:: Problem ::
Write out every record below exactly, leaving the pictures out.

^^^^

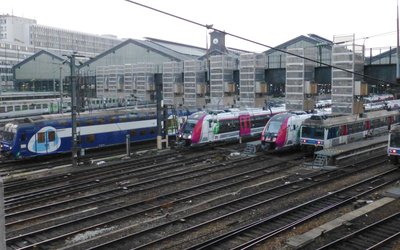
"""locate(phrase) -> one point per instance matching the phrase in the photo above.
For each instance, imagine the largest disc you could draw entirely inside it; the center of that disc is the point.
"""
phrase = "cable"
(258, 43)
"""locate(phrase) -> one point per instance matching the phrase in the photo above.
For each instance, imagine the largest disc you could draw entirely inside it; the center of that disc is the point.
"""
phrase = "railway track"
(166, 208)
(212, 187)
(222, 217)
(379, 235)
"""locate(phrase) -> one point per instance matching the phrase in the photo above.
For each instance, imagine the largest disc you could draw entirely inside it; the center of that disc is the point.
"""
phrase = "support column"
(2, 217)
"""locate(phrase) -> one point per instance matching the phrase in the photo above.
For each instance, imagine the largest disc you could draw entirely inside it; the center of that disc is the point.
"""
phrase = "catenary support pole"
(2, 217)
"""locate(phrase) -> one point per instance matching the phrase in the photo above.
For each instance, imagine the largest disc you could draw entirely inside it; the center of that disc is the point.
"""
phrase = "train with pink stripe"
(283, 131)
(204, 127)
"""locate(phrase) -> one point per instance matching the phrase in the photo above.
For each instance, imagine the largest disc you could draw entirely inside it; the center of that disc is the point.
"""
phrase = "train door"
(45, 141)
(244, 124)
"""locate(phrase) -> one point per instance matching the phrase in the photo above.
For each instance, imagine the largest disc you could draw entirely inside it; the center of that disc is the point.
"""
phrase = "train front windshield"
(188, 126)
(7, 136)
(312, 132)
(273, 127)
(395, 139)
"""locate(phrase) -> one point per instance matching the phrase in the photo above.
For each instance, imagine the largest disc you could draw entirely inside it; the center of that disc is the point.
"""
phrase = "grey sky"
(269, 22)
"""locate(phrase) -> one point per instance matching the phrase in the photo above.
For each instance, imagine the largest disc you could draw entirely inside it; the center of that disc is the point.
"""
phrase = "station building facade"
(192, 76)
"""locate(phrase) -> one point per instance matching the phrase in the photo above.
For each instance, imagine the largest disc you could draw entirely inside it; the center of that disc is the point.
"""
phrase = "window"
(23, 136)
(90, 138)
(52, 136)
(41, 137)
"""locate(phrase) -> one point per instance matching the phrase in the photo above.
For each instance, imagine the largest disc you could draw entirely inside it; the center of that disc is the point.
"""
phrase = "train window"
(319, 133)
(41, 137)
(23, 136)
(306, 132)
(89, 122)
(101, 121)
(90, 138)
(333, 132)
(51, 135)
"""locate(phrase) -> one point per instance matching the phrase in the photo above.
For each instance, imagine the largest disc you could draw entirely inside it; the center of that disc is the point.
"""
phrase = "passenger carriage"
(51, 134)
(203, 128)
(321, 131)
(283, 131)
(393, 149)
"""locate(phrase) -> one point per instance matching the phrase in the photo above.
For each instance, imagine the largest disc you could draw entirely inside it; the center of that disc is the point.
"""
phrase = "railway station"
(158, 144)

^^^^

:: Answer for the task ::
"""locate(phrase) -> one point per instance matching the phrase in the photo above.
For each instance, imagine the largest disc you could draw entirely inside it; the center of that disc is the point.
"""
phrase = "cable"
(258, 43)
"""locate(phrase) -> one point per instance matching the phrase in the photo above.
For each instance, imagine the largest disc you could draw entirely inside it; the center of that disc is the point.
"""
phrase = "railway track"
(166, 208)
(212, 187)
(222, 217)
(379, 235)
"""locate(phrase) -> one point per instance matching the phrase in the photo above.
For each instance, imagine the largest disc you could draw entirely inside it; the center of that disc is the point.
"""
phrase = "support column"
(2, 217)
"""locate(phrase) -> one point per instance matching the phrase in the photo above.
For each instance, imagine the largest disc you could draw entirely inside it; the center of that disc is the point.
"""
phrase = "catenary support pole"
(2, 217)
"""locate(phrase) -> one point per instance matching the phrase in the photo above.
For each instance, imagine the largest disc you could draw entirely inside it; the center of that disc is the point.
"""
phrase = "train with pink stripe"
(283, 131)
(204, 127)
"""locate(phrase) -> one point per instance matching the phrase in the photo above.
For each instance, imagine the largest disc you could draw entirely inside it; the center of that disc is the point.
"""
phrase = "train door"
(45, 141)
(244, 124)
"""locate(phrase) -> one point per instance matching the phrase in the photo above.
For each instance, imagine the largest disc you could draw entirely inside it; the center of that disc is the point.
"""
phrase = "train front windshield"
(188, 126)
(7, 136)
(312, 132)
(273, 127)
(395, 139)
"""locate(phrase) -> one point per instance matching the phrase in the photo above.
For each instance, imagine the largest disc you could draw entirely inside it; the center of that disc is the point.
"""
phrase = "grey sky"
(269, 22)
"""locate(phrase) -> one point per instance matching the phrase in the photo above.
For each instance, imagine the largest disc you could draw entirely inside it; the center of that disc is the point.
"""
phrase = "station building facade"
(192, 76)
"""locate(phrase) -> one point per instance matching the phrase in the photo above.
For each instance, imagine the largest disc you could draw entirely inside it; the center of that disc is the point.
"""
phrase = "window"
(23, 136)
(90, 138)
(52, 136)
(41, 137)
"""locate(phrase) -> one point per instance matching the phrase in the photo above.
For each instance, imagine the largest disc you could draw entirely inside it; the center of that disc is the point.
"""
phrase = "train window"
(319, 133)
(41, 137)
(23, 136)
(306, 132)
(89, 122)
(101, 121)
(90, 138)
(333, 132)
(51, 135)
"""locate(phrase) -> one point per instance matching the phrase in the photo above.
For each instance, imagine the largest disc you could draw entirely inside it; the center of that disc is the point.
"""
phrase = "passenger carriage"
(51, 134)
(203, 128)
(321, 131)
(283, 131)
(393, 149)
"""locate(phrase) -> one point per instance matching the phrase in the photo above.
For each instance, imagine the largest disc you could draw entirely inside it; the center of that disc is the point.
"""
phrase = "railway station"
(158, 144)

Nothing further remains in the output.